Stored data
++++++++++
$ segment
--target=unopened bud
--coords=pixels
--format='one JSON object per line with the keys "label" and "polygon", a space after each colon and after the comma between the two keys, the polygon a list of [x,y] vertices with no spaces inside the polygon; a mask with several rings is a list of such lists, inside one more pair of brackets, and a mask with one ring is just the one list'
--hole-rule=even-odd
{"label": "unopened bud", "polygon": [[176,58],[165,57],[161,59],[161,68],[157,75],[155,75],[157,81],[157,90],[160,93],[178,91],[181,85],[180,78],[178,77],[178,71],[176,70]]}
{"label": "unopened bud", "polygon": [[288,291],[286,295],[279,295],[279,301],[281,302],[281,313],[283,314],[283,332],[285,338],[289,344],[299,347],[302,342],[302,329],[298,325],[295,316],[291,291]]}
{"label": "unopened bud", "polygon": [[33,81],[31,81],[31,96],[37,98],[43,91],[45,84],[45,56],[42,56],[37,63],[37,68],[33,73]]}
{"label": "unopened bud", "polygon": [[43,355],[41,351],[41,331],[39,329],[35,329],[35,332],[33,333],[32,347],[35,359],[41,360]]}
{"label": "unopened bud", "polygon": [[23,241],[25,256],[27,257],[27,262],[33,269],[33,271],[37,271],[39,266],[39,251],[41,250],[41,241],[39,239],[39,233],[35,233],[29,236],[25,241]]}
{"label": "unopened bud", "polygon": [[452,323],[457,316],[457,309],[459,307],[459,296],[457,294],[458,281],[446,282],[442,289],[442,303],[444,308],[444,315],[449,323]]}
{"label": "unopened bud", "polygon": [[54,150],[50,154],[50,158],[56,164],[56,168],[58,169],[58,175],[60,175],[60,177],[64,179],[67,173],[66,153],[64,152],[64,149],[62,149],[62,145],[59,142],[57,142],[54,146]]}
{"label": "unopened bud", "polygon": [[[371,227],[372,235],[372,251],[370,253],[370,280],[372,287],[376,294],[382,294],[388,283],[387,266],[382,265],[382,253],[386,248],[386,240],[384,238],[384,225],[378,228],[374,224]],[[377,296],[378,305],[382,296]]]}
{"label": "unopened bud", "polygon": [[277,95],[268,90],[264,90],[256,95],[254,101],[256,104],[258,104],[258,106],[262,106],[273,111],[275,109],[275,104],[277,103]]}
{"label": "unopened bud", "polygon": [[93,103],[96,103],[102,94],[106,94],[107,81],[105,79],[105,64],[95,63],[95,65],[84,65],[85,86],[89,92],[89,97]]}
++++++++++
Task to complete
Your reply should contain every entry, repeated exactly.

Answer to the problem
$ segment
--target=unopened bud
--coords=pixels
--format='one JSON object per line with the keys "label" and "polygon", a space after each colon and after the comma between the two keys, the polygon a list of [x,y] vertices with no spaces inside the polygon; a mask with several rings is a list of such lists, inside one more pair of brackets, and a mask with one ring is just the one list'
--hole-rule=even-odd
{"label": "unopened bud", "polygon": [[176,58],[165,57],[161,59],[161,68],[157,75],[155,75],[157,81],[157,90],[160,93],[178,91],[181,85],[180,78],[178,77],[178,71],[176,70]]}
{"label": "unopened bud", "polygon": [[288,291],[286,295],[279,295],[279,301],[281,302],[281,313],[283,314],[283,332],[285,338],[289,344],[299,347],[302,342],[302,329],[298,325],[295,316],[291,291]]}
{"label": "unopened bud", "polygon": [[33,81],[31,81],[31,96],[37,98],[43,91],[45,84],[45,56],[42,56],[37,63],[37,68],[33,73]]}
{"label": "unopened bud", "polygon": [[43,355],[41,351],[41,331],[39,329],[35,329],[35,332],[33,333],[32,347],[35,359],[41,360]]}
{"label": "unopened bud", "polygon": [[23,241],[25,256],[27,257],[27,262],[33,269],[33,271],[37,271],[39,266],[39,251],[41,250],[41,241],[39,239],[39,233],[35,233],[29,236],[25,241]]}
{"label": "unopened bud", "polygon": [[452,323],[457,316],[457,309],[459,307],[459,296],[457,294],[458,281],[446,282],[442,289],[442,303],[444,308],[444,315],[449,323]]}
{"label": "unopened bud", "polygon": [[54,150],[50,154],[50,158],[56,164],[56,168],[58,169],[58,175],[60,175],[60,177],[64,179],[67,173],[66,153],[64,152],[64,149],[62,149],[62,145],[59,142],[57,142],[54,146]]}
{"label": "unopened bud", "polygon": [[[371,227],[372,235],[372,251],[370,253],[370,280],[372,287],[376,294],[382,294],[388,283],[387,266],[382,265],[382,253],[386,248],[386,240],[384,238],[384,225],[378,228],[374,224]],[[377,296],[378,305],[382,296]]]}
{"label": "unopened bud", "polygon": [[277,95],[268,90],[264,90],[256,95],[254,101],[256,104],[258,104],[258,106],[262,106],[273,111],[275,109],[275,104],[277,103]]}
{"label": "unopened bud", "polygon": [[93,103],[96,103],[102,94],[106,94],[107,81],[105,79],[105,64],[95,63],[95,65],[84,65],[85,86],[89,92],[89,97]]}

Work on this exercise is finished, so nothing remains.